::: TASK INPUT
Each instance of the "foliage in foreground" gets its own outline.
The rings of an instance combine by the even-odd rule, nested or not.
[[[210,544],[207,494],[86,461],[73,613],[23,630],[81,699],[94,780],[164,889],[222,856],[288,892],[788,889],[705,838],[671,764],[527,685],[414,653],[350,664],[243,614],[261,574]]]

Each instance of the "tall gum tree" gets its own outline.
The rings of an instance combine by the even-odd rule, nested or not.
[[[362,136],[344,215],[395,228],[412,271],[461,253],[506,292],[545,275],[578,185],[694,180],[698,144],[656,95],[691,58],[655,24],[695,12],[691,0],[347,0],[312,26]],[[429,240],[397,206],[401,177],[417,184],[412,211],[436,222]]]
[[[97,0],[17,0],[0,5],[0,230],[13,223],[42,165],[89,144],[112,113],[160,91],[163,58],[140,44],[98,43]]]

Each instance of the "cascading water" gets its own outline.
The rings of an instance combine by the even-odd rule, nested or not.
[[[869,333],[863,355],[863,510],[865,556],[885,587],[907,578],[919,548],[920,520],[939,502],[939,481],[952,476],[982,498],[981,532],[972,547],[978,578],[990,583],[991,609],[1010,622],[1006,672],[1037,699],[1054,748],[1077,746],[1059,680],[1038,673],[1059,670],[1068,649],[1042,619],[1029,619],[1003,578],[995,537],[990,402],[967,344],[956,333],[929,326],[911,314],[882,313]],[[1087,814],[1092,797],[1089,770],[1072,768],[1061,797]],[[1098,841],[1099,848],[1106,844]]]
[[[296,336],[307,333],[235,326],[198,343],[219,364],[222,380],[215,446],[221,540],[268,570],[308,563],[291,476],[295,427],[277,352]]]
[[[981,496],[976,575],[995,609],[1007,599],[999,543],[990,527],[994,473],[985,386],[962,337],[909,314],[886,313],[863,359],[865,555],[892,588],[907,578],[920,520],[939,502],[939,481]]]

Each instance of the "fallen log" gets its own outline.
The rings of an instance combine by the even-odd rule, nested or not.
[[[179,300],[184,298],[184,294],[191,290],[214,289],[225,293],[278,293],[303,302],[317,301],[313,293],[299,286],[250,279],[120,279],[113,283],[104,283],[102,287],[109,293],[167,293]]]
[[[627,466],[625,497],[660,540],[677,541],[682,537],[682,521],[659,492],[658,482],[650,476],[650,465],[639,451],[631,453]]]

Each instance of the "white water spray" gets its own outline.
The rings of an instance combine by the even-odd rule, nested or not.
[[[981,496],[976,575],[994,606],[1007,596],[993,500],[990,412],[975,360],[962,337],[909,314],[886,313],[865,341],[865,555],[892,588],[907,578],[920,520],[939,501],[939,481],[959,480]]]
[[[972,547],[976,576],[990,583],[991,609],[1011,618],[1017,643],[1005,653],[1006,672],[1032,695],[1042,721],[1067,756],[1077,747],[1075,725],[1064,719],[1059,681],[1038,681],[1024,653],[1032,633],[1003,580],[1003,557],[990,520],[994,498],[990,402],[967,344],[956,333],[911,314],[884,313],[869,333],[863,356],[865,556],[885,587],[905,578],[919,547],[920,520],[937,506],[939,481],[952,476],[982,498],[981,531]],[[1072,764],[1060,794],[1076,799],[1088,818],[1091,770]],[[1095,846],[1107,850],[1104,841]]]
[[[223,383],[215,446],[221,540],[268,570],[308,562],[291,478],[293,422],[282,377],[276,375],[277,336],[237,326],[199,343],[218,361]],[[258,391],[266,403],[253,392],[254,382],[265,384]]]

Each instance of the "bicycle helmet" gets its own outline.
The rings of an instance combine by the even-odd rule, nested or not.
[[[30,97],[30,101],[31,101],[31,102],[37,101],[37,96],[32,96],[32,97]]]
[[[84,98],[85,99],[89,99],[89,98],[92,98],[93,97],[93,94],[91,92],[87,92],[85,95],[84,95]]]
::::::
### EXERCISE REQUIREMENTS
Write the data out again in full and exactly.

### RESULT FOR THIS EXERCISE
Each instance of the "foliage in foreground" gets its own outline.
The rings of an instance combine by the even-odd rule, nested or not.
[[[210,544],[207,494],[86,461],[73,613],[23,630],[81,699],[94,780],[164,889],[222,856],[288,892],[788,889],[705,838],[671,764],[527,685],[414,653],[350,664],[243,614],[261,574]]]

Each instance of the "tall gum tree" gets its own outline.
The rings of an instance combine by the even-odd rule, nested or not.
[[[362,136],[344,215],[395,228],[412,271],[461,253],[506,292],[545,275],[578,185],[694,180],[698,144],[656,95],[691,58],[655,24],[695,12],[691,0],[347,0],[312,26]],[[429,240],[397,206],[401,177],[417,184],[412,211],[436,222]]]
[[[97,0],[17,0],[0,5],[0,230],[13,223],[42,165],[89,144],[112,113],[160,91],[163,58],[140,44],[98,43]]]

Each instance of the "cascading water" gets its own outline.
The rings of an instance combine by the even-odd rule, nested or not.
[[[869,333],[863,355],[863,510],[865,556],[885,587],[907,578],[919,548],[920,520],[939,502],[939,481],[952,476],[982,498],[981,532],[972,547],[978,578],[990,583],[991,609],[1010,622],[1006,672],[1037,699],[1054,748],[1077,746],[1059,680],[1038,673],[1059,670],[1068,649],[1042,619],[1029,619],[1003,578],[995,537],[990,402],[967,344],[956,333],[929,326],[911,314],[882,313]],[[1087,814],[1092,797],[1089,770],[1072,768],[1061,797]],[[1098,841],[1099,848],[1106,844]]]
[[[296,336],[307,333],[235,326],[198,343],[219,364],[222,380],[215,446],[221,540],[268,570],[308,563],[291,476],[295,427],[277,352]]]
[[[981,496],[976,575],[995,609],[1007,599],[999,543],[990,527],[994,473],[985,386],[962,337],[909,314],[886,313],[863,359],[865,555],[892,588],[907,578],[920,520],[939,502],[939,481]]]

Each instance of the "fallen log" gets its own outline.
The rings of an instance combine by the even-odd rule, nested or not.
[[[179,300],[184,298],[184,294],[191,290],[214,289],[225,293],[278,293],[303,302],[317,301],[313,293],[299,286],[250,279],[120,279],[113,283],[104,283],[102,287],[109,293],[167,293]]]
[[[627,466],[625,497],[660,540],[677,541],[682,537],[682,521],[659,492],[658,482],[650,476],[650,465],[639,451],[631,453]]]

Each instance of the "white water spray" gets its own outline.
The rings of an instance combine by the even-odd rule, nested or not.
[[[981,496],[976,575],[994,606],[1007,596],[993,500],[990,412],[975,360],[962,337],[909,314],[886,313],[865,341],[865,555],[892,588],[907,578],[920,520],[939,501],[939,481],[959,480]]]
[[[972,547],[976,576],[990,583],[991,609],[1011,618],[1017,643],[1005,653],[1006,672],[1032,695],[1042,721],[1067,756],[1077,747],[1075,725],[1064,719],[1059,681],[1038,681],[1024,653],[1032,633],[1003,580],[1003,557],[990,520],[994,498],[990,402],[967,344],[956,333],[911,314],[884,313],[869,333],[863,356],[865,556],[885,587],[905,578],[919,547],[920,520],[937,506],[939,481],[952,476],[982,498],[981,531]],[[1072,764],[1060,794],[1076,799],[1088,818],[1091,770]],[[1095,846],[1107,850],[1104,841]]]
[[[223,383],[215,446],[221,540],[268,570],[308,562],[291,478],[293,422],[282,377],[276,375],[277,336],[237,326],[199,343],[218,361]],[[258,391],[266,403],[253,392],[254,382],[265,384]]]

Each instance of the "bicycle helmet" gets its own outline.
The rings of an instance combine by the even-odd rule, nested or not.
[[[30,97],[30,101],[31,101],[31,102],[37,101],[37,96],[32,96],[32,97]]]
[[[84,98],[85,99],[89,99],[89,98],[92,98],[93,97],[93,94],[91,92],[87,92],[85,95],[84,95]]]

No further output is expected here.